▶ _Work to complete_:
**a)** From the passage on life settlements and viaticals, output the stretch from "Unlike life settlements" through "return on investment.".
**b)** Answer these questions using the passage on life settlements and viaticals:
(i) What was the only thing holding back the sale of life insurance policies?
(ii) In which decade did a secondary market emerge for policies offered by owners suffering from terminal illnesses?
(iii) What were the viatical settlements of that decade predicated upon?
**c)** Decide whether each statement agrees with the passage on life settlements and viaticals, and quote the words that settle it:
(i) Sales of life insurance policies by their owners were closely regulated by the states and the federal government.
(ii) Investors offered policy owners more than the insurance companies offered as cash surrender values.
(iii) When the insured person died, the investor received the death benefit payment as the beneficiary.

Pacific West Capital Group Life Settlements Are An Improvement Over Viaticals
Pacific West Capital Group reminds investors that the owners of life insurance have always enjoyed the right to offer their policies for sale provided they could find an investor willing to purchase it. The transactions were largely unregulated by the states or the federal government. The only thing holding back the sale of life insurance policies was the limited market for this form of investment vehicle.
The 1980s saw the emergence of a secondary market for life insurance policies offered by owners suffering from terminal illnesses. Investors offered policy owners substantially more for their life insurance than the insurance companies were offering as cash surrender values. Investors buying the policies could reap significant returns on their investment dollars when the insurance companies paid out on the death of the insured.
Unlike life settlements of today, such as those offered by Pacific West Capital Group, the problem with the viatical settlements of the 1980s and later was that they were predicated upon a diagnosis of a terminal illness. If the person died, the investor received the death benefit payment as the beneficiary, but if the insured recovered and went on to live for many years, the investor was forced to keep the money invested tied up in an insurance policy that paid not annual return on investment.

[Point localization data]

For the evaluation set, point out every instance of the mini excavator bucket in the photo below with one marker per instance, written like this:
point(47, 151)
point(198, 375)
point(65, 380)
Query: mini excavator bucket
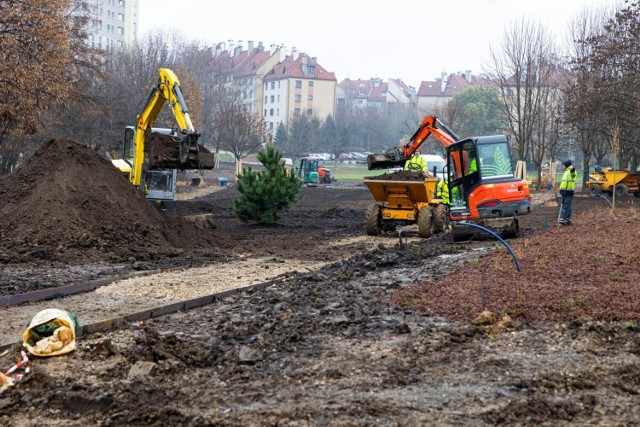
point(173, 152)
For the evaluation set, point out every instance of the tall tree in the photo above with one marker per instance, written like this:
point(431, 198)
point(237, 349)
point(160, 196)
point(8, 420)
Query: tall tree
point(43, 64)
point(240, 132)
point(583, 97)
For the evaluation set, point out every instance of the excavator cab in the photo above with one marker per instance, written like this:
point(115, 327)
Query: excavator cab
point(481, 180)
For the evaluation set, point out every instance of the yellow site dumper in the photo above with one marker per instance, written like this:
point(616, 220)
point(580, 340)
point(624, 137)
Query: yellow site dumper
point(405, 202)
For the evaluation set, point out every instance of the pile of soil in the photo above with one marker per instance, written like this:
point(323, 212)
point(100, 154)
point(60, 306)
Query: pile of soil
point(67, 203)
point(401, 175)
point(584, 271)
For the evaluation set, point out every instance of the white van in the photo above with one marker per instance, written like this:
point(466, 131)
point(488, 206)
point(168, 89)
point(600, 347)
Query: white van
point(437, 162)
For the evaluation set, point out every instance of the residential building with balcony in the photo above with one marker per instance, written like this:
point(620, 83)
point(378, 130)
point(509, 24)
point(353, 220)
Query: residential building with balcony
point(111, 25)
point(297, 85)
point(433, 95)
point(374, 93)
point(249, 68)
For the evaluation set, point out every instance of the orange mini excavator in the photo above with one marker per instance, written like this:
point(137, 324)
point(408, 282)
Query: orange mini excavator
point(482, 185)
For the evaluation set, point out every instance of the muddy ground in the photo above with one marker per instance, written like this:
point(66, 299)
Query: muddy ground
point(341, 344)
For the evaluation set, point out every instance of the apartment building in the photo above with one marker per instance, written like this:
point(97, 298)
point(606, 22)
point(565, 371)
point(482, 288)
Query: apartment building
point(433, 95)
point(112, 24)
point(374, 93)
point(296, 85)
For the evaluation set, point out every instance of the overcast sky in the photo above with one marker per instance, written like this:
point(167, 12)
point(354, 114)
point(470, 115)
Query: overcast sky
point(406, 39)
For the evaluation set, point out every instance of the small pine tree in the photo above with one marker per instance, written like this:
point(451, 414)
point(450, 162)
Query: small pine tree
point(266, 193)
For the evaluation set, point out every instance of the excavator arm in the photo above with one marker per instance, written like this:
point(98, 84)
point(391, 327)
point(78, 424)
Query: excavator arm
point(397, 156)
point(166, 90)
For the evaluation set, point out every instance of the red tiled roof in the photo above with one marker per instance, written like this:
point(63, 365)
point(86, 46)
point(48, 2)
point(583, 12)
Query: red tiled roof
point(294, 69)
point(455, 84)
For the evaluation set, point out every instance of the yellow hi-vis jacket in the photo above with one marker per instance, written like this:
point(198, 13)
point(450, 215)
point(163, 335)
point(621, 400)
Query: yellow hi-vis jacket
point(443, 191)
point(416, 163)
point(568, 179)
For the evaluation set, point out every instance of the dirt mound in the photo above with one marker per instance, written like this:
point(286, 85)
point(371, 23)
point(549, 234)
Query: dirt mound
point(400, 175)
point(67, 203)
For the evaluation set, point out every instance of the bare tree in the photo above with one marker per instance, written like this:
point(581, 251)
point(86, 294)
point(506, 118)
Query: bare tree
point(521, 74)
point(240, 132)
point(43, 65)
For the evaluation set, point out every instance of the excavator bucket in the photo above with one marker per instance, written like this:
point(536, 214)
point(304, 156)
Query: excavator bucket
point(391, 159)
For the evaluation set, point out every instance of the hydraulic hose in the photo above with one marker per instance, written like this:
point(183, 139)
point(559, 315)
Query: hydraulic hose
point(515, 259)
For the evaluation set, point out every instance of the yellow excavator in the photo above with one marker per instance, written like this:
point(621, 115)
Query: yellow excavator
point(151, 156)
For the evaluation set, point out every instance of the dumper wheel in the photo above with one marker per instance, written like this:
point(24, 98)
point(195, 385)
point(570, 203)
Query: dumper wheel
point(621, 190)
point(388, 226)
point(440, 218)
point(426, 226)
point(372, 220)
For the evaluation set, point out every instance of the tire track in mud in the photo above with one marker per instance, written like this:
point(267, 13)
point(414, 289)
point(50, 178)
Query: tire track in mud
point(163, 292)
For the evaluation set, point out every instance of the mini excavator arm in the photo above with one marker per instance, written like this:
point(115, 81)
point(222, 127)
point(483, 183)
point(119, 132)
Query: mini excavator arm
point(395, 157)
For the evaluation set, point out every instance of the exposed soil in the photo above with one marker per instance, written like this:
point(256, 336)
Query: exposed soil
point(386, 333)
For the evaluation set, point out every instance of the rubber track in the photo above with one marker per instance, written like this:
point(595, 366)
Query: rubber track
==
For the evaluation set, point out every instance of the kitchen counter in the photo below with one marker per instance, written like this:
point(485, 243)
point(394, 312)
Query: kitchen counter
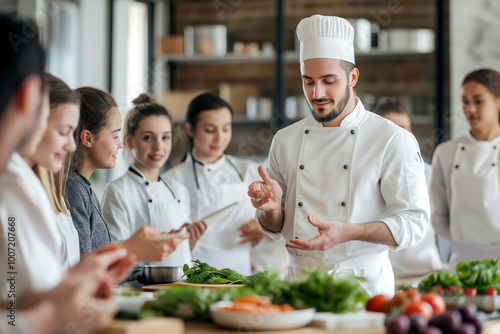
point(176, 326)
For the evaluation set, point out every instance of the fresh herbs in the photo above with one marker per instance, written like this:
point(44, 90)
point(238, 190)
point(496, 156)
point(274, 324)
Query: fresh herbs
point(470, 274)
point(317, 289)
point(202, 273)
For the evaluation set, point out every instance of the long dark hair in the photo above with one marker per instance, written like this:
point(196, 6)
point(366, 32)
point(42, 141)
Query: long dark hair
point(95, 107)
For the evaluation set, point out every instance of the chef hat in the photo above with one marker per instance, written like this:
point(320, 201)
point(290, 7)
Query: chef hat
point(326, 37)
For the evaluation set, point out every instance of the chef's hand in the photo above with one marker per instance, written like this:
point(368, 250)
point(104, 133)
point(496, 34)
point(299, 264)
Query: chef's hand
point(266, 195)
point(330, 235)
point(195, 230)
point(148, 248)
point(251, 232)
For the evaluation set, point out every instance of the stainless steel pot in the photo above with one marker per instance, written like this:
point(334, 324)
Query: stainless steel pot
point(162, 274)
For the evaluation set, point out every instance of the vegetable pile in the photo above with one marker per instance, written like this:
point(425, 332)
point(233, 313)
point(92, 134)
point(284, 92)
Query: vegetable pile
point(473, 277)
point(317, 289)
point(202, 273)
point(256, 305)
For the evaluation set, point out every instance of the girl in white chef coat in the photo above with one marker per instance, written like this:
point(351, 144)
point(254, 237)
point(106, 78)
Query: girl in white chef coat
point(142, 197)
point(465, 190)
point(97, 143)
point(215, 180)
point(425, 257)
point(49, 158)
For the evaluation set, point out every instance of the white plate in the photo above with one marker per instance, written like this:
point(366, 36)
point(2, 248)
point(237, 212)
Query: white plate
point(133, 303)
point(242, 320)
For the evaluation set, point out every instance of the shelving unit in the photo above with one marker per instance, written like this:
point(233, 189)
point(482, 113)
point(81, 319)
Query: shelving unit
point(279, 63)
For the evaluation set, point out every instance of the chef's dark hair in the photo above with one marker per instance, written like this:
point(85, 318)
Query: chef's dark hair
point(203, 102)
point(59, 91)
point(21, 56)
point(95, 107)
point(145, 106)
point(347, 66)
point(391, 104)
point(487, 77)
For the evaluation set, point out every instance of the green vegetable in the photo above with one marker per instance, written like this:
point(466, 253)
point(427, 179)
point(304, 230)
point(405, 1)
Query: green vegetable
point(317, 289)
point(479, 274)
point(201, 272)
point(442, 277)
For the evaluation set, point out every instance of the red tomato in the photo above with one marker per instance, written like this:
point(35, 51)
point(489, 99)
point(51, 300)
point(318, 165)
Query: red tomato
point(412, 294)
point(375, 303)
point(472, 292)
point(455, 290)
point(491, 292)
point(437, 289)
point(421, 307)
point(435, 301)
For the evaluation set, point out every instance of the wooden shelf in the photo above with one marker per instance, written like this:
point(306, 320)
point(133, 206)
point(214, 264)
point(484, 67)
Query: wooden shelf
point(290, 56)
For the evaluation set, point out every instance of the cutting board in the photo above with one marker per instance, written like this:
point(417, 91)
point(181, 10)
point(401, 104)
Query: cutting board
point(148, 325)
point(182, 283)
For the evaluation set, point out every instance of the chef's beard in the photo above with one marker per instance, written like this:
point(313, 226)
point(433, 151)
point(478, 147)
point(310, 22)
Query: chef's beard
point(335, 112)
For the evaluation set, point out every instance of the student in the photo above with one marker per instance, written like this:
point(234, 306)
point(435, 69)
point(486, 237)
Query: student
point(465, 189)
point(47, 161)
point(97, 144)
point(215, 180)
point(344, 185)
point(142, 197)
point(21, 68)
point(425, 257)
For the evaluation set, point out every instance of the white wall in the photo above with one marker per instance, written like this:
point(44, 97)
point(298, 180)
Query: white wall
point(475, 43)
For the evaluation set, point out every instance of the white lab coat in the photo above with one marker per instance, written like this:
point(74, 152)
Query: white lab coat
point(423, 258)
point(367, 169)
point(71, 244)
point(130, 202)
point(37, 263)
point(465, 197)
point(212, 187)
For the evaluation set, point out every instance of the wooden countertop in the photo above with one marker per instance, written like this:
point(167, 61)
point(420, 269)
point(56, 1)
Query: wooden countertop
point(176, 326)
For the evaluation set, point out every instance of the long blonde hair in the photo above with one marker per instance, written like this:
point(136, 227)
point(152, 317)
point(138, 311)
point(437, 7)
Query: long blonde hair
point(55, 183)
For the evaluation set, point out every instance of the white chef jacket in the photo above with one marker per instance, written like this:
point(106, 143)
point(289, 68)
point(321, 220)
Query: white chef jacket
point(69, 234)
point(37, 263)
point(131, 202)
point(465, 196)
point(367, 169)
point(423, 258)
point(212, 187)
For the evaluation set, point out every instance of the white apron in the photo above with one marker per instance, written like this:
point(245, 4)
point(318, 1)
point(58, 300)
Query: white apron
...
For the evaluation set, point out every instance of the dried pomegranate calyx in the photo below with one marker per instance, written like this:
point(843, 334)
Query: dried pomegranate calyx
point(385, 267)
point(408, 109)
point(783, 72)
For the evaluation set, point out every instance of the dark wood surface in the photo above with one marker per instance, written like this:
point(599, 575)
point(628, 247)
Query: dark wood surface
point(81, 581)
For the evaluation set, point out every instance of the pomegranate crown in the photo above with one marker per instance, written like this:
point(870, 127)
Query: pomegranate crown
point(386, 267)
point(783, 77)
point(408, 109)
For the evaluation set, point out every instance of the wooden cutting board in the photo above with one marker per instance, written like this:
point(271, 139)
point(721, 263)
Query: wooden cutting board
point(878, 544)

▶ _Answer list_:
**a)**
Unlike life settlements of today, such as those offered by Pacific West Capital Group, the problem with the viatical settlements of the 1980s and later was that they were predicated upon a diagnosis of a terminal illness. If the person died, the investor received the death benefit payment as the beneficiary, but if the insured recovered and went on to live for many years, the investor was forced to keep the money invested tied up in an insurance policy that paid not annual return on investment.

**b)**
(i) The limited market for this form of investment vehicle.
(ii) The 1980s.
(iii) A diagnosis of a terminal illness.

**c)**
(i) No: "The transactions were largely unregulated by the states or the federal government."
(ii) Yes: "Investors offered policy owners substantially more for their life insurance than the insurance companies were offering as cash surrender values."
(iii) Yes: "If the person died, the investor received the death benefit payment as the beneficiary"